====== TEXT SEGMENT ======

It won’t stay this way for much longer. The COVID-19 crisis highlighted a problem for which AI offers a unique and powerful solution. There is a false perception among doctors that they treat all patients the same. The pandemic has proven otherwise. Throughout 2020, Black patients’ chances of dying were three times higher than that of white patients.
Part of the problem began in the diagnosis stage. When two patients came to the emergency room with symptoms equally likely to be COVID-19, the white patient was tested far more often than the Black patient, according to national studies.
Biased treatment is not a new phenomenon in medicine. For decades, studies have shown that white physicians regularly undertreat Black patients for pain, prescribing less medication than they do for their white patients.
Research has shown that part of systemic racism in health care results from “implicit bias,” a set of prejudices and stereotypes doctors carry around without even knowing they’re there. But even when they’re subconscious, biases have a direct affect on a person’s thoughts, actions, and decisions.

====== SUPPLIED INFORMATION ======

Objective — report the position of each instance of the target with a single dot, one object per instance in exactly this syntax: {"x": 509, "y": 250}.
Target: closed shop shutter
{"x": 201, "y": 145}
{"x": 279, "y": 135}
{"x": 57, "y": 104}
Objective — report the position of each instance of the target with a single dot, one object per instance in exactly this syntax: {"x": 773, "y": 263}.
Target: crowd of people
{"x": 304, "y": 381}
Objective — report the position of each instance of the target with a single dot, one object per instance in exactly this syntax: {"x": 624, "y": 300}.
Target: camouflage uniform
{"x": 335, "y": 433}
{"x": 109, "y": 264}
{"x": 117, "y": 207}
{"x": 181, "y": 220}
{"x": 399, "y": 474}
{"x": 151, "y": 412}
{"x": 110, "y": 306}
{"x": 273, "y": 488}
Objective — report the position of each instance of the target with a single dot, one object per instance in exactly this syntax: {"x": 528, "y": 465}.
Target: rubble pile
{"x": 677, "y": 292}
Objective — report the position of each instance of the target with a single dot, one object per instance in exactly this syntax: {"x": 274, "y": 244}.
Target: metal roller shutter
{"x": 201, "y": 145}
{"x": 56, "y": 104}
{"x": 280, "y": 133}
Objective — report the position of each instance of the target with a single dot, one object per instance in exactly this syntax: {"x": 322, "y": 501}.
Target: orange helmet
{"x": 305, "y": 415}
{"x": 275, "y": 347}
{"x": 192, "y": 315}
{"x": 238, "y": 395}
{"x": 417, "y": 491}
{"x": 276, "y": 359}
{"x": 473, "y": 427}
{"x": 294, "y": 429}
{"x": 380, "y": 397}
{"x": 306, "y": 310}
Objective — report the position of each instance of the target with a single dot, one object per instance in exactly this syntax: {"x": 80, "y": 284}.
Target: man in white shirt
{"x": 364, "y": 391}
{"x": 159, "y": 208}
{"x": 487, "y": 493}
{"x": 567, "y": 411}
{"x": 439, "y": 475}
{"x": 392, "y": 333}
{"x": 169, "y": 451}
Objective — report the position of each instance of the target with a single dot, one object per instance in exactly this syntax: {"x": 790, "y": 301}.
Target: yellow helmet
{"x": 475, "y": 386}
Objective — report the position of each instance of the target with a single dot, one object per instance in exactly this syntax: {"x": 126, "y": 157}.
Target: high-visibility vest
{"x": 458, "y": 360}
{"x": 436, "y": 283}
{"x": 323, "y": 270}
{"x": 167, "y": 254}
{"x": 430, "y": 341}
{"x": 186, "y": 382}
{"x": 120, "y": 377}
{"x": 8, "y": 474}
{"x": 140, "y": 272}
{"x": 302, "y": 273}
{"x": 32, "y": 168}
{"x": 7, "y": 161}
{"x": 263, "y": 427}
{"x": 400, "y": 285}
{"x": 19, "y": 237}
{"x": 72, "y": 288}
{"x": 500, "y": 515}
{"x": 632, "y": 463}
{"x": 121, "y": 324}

======

WHAT TO DO: Please quote the passage on racial bias in health care from above, starting at "It won’t stay" and ending at "their white patients.".

RESPONSE TO THIS EXERCISE:
It won’t stay this way for much longer. The COVID-19 crisis highlighted a problem for which AI offers a unique and powerful solution. There is a false perception among doctors that they treat all patients the same. The pandemic has proven otherwise. Throughout 2020, Black patients’ chances of dying were three times higher than that of white patients.
Part of the problem began in the diagnosis stage. When two patients came to the emergency room with symptoms equally likely to be COVID-19, the white patient was tested far more often than the Black patient, according to national studies.
Biased treatment is not a new phenomenon in medicine. For decades, studies have shown that white physicians regularly undertreat Black patients for pain, prescribing less medication than they do for their white patients.